Point annotation records:

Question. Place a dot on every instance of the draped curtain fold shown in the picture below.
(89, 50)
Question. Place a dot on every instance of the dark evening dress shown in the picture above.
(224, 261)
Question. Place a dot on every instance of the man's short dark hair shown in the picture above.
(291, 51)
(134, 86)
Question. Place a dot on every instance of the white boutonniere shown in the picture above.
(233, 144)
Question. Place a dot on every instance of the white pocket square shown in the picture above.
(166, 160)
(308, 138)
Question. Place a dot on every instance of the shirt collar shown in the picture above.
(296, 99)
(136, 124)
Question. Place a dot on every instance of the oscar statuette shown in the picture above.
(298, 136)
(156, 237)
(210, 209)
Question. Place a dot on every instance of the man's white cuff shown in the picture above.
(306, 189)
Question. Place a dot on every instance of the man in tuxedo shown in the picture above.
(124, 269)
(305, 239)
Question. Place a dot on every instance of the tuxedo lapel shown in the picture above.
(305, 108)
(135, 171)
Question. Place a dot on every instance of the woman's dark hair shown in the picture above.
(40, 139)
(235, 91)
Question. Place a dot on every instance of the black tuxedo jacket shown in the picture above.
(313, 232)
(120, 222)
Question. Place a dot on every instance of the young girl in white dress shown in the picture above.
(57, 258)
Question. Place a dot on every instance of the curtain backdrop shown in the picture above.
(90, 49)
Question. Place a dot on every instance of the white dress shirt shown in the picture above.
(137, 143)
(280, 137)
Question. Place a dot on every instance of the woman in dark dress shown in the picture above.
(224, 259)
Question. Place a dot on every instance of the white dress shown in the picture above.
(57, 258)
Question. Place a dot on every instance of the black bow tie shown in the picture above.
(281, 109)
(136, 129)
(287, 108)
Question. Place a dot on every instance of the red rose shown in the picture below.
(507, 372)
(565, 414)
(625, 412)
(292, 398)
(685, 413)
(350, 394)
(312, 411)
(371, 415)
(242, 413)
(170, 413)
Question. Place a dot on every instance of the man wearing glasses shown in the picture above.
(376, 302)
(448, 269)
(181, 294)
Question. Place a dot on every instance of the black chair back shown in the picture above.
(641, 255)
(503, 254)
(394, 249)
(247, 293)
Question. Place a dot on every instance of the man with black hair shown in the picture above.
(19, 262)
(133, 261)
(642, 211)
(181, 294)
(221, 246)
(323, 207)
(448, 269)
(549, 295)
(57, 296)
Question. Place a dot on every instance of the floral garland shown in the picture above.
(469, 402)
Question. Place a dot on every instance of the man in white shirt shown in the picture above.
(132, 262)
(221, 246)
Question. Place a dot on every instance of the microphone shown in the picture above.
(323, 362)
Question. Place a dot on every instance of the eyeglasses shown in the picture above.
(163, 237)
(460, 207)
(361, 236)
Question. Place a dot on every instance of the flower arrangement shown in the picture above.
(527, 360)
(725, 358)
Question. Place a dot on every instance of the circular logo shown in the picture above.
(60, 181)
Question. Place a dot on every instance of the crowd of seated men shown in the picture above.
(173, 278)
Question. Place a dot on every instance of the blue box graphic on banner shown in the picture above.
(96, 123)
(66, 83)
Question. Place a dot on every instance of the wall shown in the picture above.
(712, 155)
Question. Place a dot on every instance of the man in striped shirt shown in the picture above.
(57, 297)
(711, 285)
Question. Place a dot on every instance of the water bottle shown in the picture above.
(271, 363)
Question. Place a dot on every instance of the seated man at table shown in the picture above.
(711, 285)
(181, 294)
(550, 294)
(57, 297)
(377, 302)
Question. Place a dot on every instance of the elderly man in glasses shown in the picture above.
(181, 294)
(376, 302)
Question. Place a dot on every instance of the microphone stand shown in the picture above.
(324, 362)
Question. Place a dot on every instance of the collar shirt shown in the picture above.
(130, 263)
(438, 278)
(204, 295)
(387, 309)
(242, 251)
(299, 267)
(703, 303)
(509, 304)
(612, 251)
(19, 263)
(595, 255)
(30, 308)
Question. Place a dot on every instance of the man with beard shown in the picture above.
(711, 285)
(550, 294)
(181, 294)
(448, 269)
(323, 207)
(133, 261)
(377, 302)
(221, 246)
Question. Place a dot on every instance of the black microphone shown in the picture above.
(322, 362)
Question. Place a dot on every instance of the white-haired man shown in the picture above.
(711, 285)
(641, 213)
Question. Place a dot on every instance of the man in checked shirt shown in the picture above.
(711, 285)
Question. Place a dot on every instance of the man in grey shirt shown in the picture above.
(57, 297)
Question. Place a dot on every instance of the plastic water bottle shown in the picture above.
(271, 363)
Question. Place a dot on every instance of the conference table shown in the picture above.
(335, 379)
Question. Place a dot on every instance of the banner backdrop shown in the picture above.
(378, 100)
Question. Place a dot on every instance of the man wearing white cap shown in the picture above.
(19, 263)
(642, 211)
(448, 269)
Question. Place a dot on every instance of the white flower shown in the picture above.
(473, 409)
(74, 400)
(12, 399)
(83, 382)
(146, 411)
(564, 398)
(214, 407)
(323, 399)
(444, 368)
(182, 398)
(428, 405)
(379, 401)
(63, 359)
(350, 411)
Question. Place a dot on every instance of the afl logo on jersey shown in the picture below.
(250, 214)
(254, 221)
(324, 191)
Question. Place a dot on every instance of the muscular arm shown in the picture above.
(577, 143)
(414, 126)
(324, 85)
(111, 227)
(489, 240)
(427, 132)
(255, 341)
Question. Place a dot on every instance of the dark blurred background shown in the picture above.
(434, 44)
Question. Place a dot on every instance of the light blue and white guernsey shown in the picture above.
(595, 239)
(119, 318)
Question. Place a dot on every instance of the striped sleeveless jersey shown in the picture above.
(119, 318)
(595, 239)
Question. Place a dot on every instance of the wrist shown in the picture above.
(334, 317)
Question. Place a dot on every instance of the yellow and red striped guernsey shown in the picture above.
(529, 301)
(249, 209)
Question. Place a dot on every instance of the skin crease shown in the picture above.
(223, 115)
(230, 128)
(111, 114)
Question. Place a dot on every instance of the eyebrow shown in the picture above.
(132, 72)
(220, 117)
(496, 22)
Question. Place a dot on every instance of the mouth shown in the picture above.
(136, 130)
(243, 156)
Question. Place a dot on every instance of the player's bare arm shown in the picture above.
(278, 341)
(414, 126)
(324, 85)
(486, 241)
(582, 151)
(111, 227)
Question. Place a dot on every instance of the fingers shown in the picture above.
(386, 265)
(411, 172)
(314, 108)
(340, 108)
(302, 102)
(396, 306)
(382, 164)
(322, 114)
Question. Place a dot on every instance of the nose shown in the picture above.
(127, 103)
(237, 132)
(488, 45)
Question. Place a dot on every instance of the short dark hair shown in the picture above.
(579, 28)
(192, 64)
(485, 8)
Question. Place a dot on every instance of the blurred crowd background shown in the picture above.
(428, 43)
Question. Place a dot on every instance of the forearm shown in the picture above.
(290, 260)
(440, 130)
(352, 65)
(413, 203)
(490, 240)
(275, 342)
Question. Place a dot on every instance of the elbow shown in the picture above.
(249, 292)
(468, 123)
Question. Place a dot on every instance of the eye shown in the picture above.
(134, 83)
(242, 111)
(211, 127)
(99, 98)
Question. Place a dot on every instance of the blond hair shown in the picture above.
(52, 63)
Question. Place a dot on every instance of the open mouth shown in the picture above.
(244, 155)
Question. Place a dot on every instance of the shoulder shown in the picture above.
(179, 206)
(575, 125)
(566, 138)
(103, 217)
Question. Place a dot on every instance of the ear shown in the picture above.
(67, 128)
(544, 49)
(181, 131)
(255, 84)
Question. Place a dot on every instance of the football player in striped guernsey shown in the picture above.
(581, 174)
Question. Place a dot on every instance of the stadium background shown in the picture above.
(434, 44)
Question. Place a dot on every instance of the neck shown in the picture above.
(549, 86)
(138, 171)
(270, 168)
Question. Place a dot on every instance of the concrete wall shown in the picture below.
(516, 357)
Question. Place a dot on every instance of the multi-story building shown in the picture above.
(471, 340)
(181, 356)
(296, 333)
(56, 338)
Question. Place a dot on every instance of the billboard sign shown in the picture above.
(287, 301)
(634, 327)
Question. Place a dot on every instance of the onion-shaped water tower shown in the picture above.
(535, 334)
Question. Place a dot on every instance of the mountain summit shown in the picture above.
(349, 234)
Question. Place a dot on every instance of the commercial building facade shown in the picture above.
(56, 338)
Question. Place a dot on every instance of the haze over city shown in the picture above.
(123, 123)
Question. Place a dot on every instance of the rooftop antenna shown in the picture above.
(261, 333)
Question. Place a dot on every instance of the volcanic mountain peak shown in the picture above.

• TASK DETAILS:
Everything from the line containing "Question. Place a dot on every instance of the billboard" to the end of the data above should be quoted exactly, please, both ends included, and nothing outside that span.

• ANSWER IN FULL:
Question. Place a dot on every instance of the billboard sign shown in the picture above.
(287, 301)
(634, 327)
Question. Place a dot on every instance of the onion-shaped water tower shown in the picture above.
(535, 334)
Question. Place a dot on every instance of the mountain summit shown in the picture above.
(349, 234)
Question. Place a dot on every instance of the commercial building facade shown in the picture above.
(56, 338)
Question. Place a dot on every instance of the haze over city shown in the picture above.
(123, 123)
Question. Place a dot on every instance of the rooftop antenna shown in the picture above.
(261, 333)
Question. Place a dot on every instance of the volcanic mountain peak shown in the picture above.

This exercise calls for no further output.